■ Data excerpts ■
★ ★ ★ ★
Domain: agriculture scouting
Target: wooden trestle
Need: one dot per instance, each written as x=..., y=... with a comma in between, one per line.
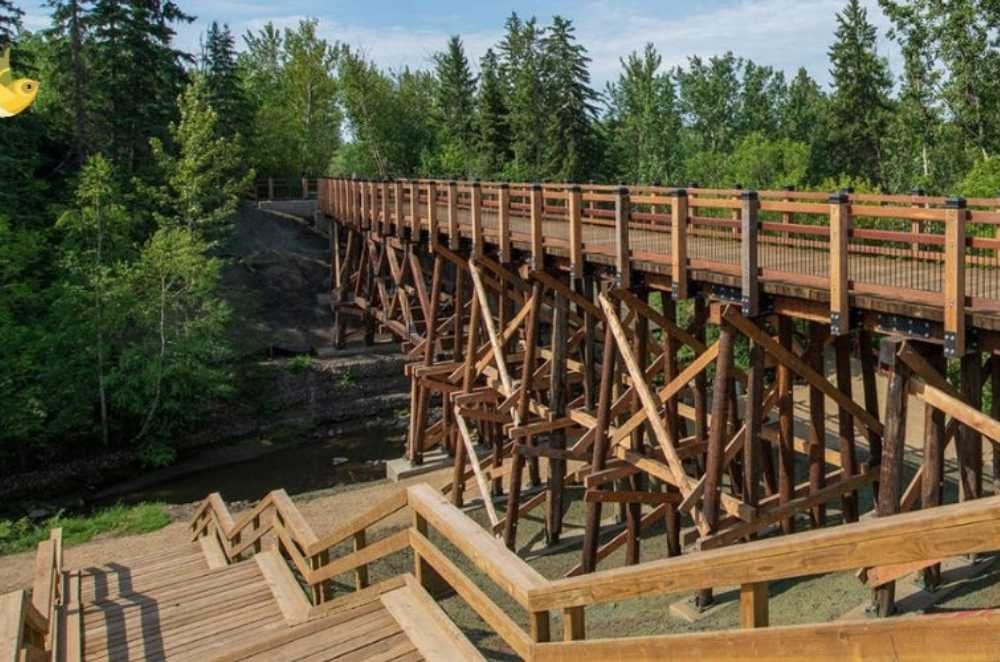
x=587, y=335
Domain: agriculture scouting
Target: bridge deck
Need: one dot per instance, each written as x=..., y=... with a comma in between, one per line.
x=176, y=606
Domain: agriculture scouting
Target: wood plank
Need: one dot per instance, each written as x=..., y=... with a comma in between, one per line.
x=287, y=593
x=963, y=528
x=964, y=635
x=434, y=634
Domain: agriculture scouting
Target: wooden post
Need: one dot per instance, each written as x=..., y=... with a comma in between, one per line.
x=817, y=424
x=748, y=246
x=454, y=237
x=432, y=222
x=476, y=213
x=845, y=424
x=574, y=208
x=954, y=277
x=894, y=447
x=786, y=440
x=503, y=222
x=414, y=210
x=753, y=605
x=717, y=431
x=840, y=227
x=623, y=214
x=537, y=228
x=970, y=441
x=678, y=244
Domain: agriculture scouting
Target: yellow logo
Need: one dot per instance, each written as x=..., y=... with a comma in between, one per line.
x=15, y=95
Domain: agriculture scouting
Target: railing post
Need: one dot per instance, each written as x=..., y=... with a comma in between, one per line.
x=384, y=206
x=454, y=237
x=753, y=605
x=397, y=207
x=503, y=221
x=432, y=215
x=574, y=625
x=954, y=277
x=748, y=245
x=476, y=212
x=840, y=228
x=678, y=244
x=786, y=216
x=574, y=207
x=623, y=256
x=537, y=224
x=414, y=210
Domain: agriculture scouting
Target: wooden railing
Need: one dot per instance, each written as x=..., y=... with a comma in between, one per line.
x=283, y=188
x=893, y=544
x=926, y=250
x=29, y=625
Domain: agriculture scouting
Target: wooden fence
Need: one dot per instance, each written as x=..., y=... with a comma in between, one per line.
x=911, y=539
x=925, y=251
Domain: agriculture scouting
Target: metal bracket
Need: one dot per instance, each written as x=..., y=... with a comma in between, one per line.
x=907, y=326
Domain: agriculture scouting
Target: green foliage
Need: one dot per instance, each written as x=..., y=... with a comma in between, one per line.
x=23, y=535
x=290, y=83
x=643, y=124
x=205, y=176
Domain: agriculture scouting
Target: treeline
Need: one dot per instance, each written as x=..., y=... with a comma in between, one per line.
x=120, y=186
x=532, y=113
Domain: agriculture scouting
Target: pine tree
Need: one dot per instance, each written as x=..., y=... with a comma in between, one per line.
x=10, y=22
x=522, y=75
x=643, y=122
x=571, y=149
x=222, y=82
x=491, y=115
x=860, y=105
x=454, y=101
x=140, y=73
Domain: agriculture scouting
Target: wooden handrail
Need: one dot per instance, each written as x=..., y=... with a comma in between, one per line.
x=963, y=528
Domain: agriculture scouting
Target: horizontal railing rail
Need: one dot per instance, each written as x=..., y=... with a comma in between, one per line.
x=900, y=541
x=926, y=250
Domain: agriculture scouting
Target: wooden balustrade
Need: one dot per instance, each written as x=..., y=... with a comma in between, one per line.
x=914, y=249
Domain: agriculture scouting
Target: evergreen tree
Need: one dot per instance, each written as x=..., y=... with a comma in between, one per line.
x=204, y=174
x=491, y=116
x=643, y=123
x=10, y=22
x=222, y=82
x=521, y=70
x=571, y=149
x=860, y=105
x=455, y=105
x=141, y=75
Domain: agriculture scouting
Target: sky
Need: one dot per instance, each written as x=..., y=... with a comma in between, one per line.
x=785, y=34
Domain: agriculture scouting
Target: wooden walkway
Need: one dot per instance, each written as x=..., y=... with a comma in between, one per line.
x=184, y=605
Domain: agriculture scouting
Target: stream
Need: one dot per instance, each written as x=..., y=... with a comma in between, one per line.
x=353, y=456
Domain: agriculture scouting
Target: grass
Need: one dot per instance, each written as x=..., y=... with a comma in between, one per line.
x=23, y=534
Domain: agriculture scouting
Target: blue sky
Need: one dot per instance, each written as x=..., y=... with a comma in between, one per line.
x=781, y=33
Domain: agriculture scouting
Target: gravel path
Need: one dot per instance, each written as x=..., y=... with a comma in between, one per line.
x=323, y=510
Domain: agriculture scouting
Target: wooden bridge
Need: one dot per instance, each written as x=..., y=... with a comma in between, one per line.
x=263, y=586
x=586, y=338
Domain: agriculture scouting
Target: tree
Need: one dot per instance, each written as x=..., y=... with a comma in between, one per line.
x=204, y=174
x=454, y=102
x=10, y=22
x=222, y=83
x=140, y=74
x=643, y=123
x=491, y=117
x=571, y=149
x=859, y=105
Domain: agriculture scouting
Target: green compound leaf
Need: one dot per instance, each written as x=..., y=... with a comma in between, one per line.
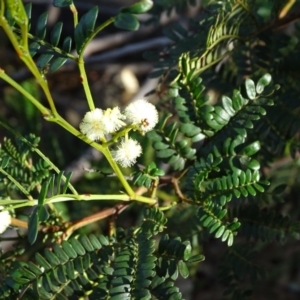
x=33, y=226
x=250, y=88
x=263, y=82
x=17, y=12
x=127, y=22
x=251, y=149
x=55, y=33
x=85, y=28
x=138, y=8
x=41, y=27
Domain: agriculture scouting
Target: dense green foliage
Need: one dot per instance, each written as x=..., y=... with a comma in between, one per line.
x=229, y=110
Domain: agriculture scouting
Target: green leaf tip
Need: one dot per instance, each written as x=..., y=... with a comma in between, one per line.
x=62, y=3
x=138, y=8
x=126, y=21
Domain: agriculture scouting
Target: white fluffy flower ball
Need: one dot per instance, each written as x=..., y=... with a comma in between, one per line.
x=127, y=152
x=91, y=125
x=142, y=113
x=112, y=120
x=5, y=219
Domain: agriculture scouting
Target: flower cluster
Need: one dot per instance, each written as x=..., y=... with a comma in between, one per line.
x=98, y=123
x=127, y=152
x=5, y=220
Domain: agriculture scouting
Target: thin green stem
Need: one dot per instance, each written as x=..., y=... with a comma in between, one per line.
x=75, y=14
x=118, y=172
x=71, y=197
x=85, y=84
x=83, y=76
x=15, y=182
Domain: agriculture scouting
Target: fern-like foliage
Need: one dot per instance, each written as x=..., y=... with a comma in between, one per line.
x=126, y=266
x=17, y=164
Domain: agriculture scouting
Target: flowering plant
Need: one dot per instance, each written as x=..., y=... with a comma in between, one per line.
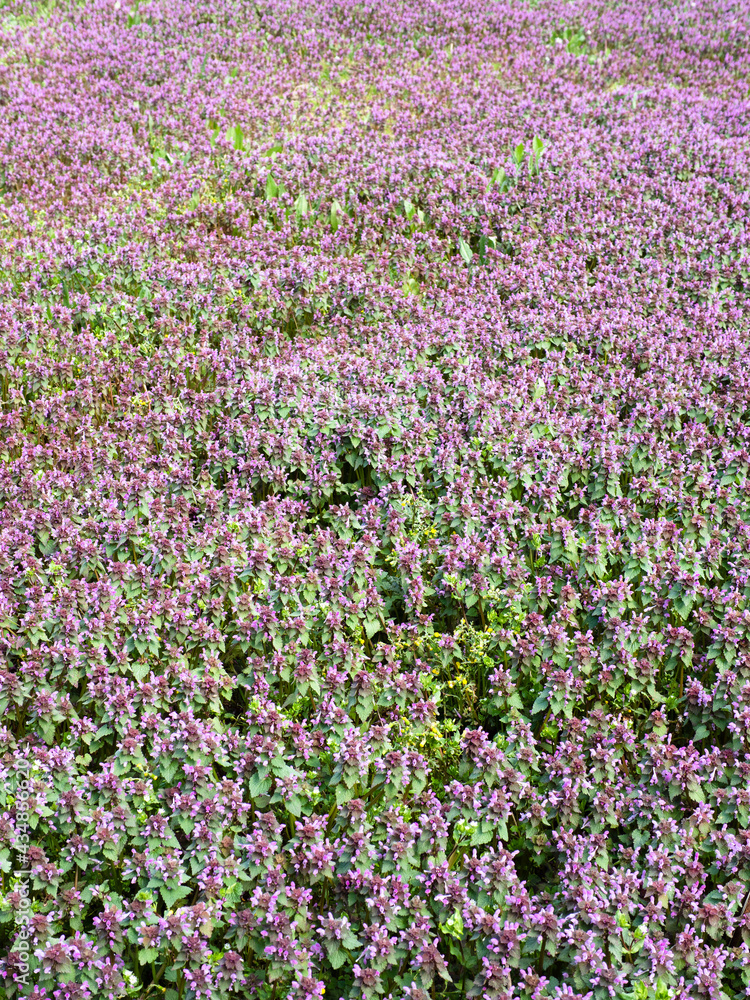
x=374, y=510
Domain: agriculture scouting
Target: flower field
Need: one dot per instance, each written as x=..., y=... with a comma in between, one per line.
x=374, y=503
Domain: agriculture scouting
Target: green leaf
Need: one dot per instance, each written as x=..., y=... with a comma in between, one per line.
x=301, y=207
x=336, y=954
x=171, y=896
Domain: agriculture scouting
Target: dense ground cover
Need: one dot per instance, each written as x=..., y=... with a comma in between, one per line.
x=375, y=524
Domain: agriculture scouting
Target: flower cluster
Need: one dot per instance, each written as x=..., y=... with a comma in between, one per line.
x=374, y=504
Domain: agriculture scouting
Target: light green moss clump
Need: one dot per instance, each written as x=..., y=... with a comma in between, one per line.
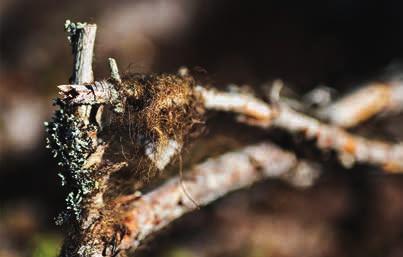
x=70, y=145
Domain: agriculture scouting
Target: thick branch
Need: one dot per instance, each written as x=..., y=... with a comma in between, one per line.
x=350, y=148
x=140, y=216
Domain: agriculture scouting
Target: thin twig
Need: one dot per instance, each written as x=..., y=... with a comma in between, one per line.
x=142, y=216
x=350, y=148
x=364, y=103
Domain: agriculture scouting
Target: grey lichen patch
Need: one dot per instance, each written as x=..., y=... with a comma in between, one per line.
x=70, y=144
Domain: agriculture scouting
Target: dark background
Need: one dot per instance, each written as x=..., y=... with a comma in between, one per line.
x=337, y=43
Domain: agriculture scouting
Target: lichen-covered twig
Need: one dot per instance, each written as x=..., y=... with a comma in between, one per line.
x=364, y=103
x=135, y=217
x=350, y=148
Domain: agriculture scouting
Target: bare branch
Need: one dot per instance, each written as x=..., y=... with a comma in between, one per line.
x=82, y=38
x=140, y=216
x=364, y=103
x=114, y=70
x=350, y=148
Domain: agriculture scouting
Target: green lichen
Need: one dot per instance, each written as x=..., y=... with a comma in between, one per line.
x=70, y=145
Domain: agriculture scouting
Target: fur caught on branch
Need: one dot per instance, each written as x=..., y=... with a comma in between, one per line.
x=113, y=137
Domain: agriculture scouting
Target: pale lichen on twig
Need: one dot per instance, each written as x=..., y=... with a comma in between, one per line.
x=140, y=216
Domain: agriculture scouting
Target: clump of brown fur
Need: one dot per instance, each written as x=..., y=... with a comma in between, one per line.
x=161, y=107
x=158, y=109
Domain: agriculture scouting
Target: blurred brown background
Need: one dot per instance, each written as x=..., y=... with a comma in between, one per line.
x=338, y=43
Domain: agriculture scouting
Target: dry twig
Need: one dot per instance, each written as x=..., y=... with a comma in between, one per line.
x=133, y=218
x=364, y=103
x=350, y=148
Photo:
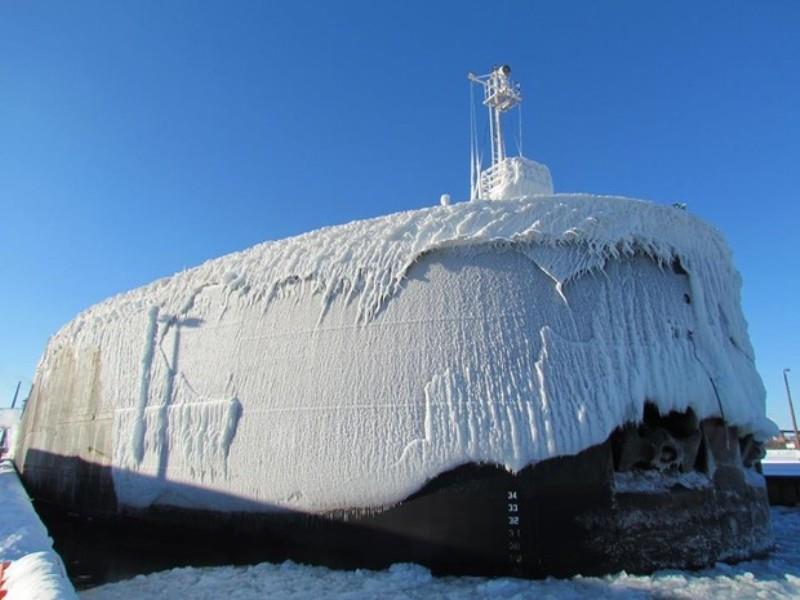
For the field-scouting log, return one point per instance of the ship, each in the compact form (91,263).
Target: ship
(526,383)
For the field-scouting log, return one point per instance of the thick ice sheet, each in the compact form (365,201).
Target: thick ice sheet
(348,366)
(36,571)
(777,577)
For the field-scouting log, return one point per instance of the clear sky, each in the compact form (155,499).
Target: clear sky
(140,138)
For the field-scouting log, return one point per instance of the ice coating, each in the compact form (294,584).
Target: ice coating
(348,366)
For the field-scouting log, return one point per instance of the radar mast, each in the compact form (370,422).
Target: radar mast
(505,177)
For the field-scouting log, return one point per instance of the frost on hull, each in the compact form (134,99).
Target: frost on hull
(345,368)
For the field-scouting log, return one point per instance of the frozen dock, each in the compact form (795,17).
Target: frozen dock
(31,568)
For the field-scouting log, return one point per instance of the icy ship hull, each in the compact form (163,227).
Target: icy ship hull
(564,516)
(328,379)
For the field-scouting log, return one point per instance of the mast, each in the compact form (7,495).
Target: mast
(500,96)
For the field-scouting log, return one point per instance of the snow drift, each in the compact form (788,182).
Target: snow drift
(348,366)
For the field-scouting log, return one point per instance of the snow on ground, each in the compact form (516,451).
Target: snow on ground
(36,571)
(775,577)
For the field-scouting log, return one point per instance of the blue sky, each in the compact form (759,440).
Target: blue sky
(140,138)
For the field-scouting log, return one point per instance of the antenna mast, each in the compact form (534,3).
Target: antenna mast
(500,95)
(506,177)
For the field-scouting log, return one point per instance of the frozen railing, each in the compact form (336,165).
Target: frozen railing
(514,177)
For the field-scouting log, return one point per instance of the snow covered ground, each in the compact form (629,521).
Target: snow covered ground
(35,571)
(775,577)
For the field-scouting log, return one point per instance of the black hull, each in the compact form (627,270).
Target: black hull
(559,517)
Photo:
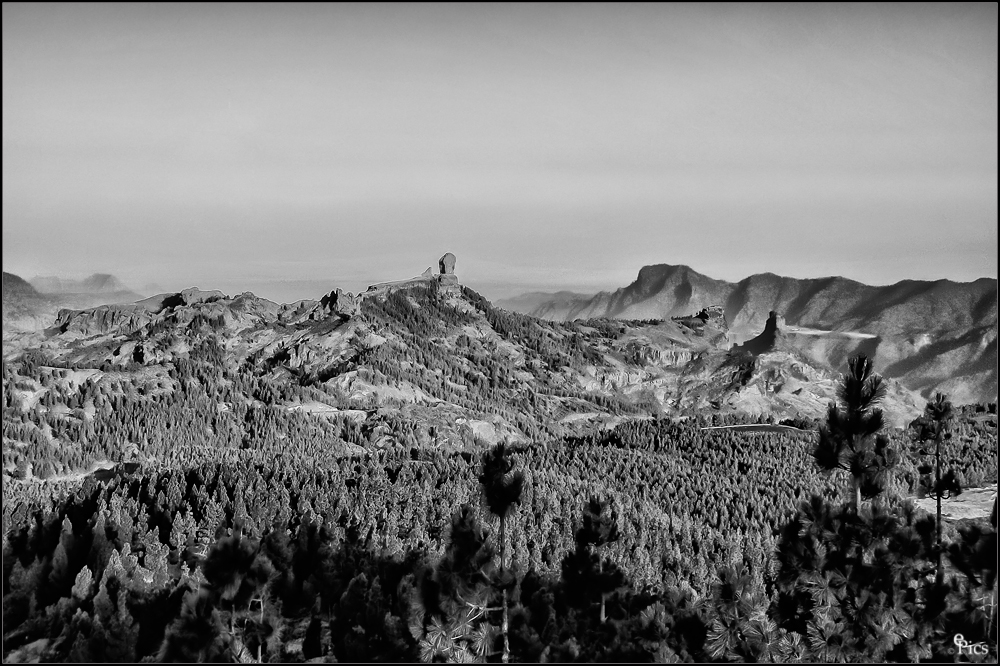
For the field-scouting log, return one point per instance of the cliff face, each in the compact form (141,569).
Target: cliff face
(929,335)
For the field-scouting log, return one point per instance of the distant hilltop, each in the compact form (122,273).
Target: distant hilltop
(446,277)
(98,283)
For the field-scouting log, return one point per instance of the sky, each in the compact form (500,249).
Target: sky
(290,149)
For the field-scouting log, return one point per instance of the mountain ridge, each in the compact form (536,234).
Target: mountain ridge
(897,321)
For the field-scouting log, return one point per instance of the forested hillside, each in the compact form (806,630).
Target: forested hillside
(238,483)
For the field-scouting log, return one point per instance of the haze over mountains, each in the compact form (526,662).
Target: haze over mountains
(762,331)
(30,306)
(939,335)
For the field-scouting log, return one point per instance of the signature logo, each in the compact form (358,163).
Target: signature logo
(965,647)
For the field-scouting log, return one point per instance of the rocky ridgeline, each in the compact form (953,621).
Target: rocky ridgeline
(446,277)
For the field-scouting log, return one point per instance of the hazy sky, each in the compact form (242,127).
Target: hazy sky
(547,146)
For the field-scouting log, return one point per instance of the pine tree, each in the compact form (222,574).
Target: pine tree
(448,602)
(846,574)
(934,426)
(502,488)
(850,439)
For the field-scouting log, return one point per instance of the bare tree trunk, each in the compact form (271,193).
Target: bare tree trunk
(939,574)
(600,570)
(503,569)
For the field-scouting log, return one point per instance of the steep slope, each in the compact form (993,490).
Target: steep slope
(445,358)
(30,312)
(930,335)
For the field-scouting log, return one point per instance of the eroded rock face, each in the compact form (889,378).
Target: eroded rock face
(447,264)
(342,303)
(101,320)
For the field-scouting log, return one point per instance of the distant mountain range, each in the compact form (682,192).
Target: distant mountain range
(98,283)
(939,335)
(32,306)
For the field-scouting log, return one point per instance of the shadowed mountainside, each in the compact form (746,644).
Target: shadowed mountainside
(439,353)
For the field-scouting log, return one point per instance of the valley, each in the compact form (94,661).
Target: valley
(142,440)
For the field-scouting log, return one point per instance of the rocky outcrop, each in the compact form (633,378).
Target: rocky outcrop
(341,303)
(101,320)
(447,264)
(767,341)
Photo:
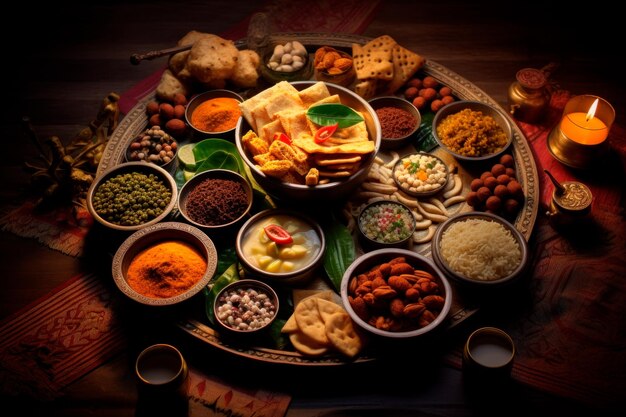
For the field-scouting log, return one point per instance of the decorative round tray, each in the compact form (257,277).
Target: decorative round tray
(136,121)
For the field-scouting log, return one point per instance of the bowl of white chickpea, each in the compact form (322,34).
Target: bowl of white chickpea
(420,174)
(280,246)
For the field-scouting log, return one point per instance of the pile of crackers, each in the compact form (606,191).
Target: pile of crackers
(383,66)
(282,109)
(319,326)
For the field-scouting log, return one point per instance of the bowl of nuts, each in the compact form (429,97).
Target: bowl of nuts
(472,130)
(246,307)
(396,294)
(215,201)
(420,174)
(287,62)
(399,120)
(154,146)
(333,66)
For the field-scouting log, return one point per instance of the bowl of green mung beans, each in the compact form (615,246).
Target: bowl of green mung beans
(131,196)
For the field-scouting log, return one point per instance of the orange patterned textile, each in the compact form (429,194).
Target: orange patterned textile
(568,322)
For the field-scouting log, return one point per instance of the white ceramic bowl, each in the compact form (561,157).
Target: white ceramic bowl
(473,282)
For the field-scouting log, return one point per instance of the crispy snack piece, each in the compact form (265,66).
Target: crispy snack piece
(326,160)
(405,64)
(314,94)
(310,321)
(366,88)
(262,98)
(178,62)
(342,335)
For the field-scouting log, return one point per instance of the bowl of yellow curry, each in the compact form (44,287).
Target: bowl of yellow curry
(280,246)
(214,113)
(308,141)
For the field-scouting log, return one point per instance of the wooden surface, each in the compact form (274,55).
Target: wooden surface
(83,51)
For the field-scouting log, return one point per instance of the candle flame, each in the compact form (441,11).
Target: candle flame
(592,110)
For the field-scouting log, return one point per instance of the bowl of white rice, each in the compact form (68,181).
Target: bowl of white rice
(480,249)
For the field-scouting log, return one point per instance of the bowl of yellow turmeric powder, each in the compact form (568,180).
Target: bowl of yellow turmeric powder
(164,264)
(214,113)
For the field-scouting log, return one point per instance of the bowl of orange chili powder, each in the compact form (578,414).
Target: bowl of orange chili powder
(164,264)
(214,113)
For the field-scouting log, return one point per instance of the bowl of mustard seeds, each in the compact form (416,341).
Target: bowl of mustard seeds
(215,201)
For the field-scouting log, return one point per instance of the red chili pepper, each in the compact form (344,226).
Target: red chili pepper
(282,137)
(278,234)
(325,132)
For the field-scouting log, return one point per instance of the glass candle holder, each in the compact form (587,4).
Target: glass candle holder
(580,138)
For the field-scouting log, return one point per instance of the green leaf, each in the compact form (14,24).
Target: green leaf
(340,251)
(217,153)
(331,113)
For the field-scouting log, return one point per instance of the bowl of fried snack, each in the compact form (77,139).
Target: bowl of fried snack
(321,326)
(472,130)
(132,195)
(308,140)
(396,294)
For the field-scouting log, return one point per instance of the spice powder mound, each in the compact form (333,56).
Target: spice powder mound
(166,269)
(216,115)
(395,123)
(215,202)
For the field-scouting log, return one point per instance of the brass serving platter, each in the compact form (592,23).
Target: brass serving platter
(136,121)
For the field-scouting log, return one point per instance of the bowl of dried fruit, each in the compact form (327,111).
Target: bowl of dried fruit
(396,294)
(131,196)
(494,252)
(216,201)
(399,120)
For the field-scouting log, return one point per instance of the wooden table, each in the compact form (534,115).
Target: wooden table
(83,54)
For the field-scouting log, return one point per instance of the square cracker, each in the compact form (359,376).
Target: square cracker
(283,87)
(372,63)
(342,334)
(405,64)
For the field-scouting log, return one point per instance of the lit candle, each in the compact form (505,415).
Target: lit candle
(585,128)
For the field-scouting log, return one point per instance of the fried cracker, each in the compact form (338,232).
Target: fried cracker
(405,64)
(310,321)
(342,335)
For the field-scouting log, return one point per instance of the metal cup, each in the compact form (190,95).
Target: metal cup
(162,370)
(488,355)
★ ★ ★ ★
■ Exercise ■
Show the lines of the data that hold the word "twig".

■ Exercise response ■
Target: thin twig
Target: lichen-covered twig
Target: pale lichen on twig
Target: dry twig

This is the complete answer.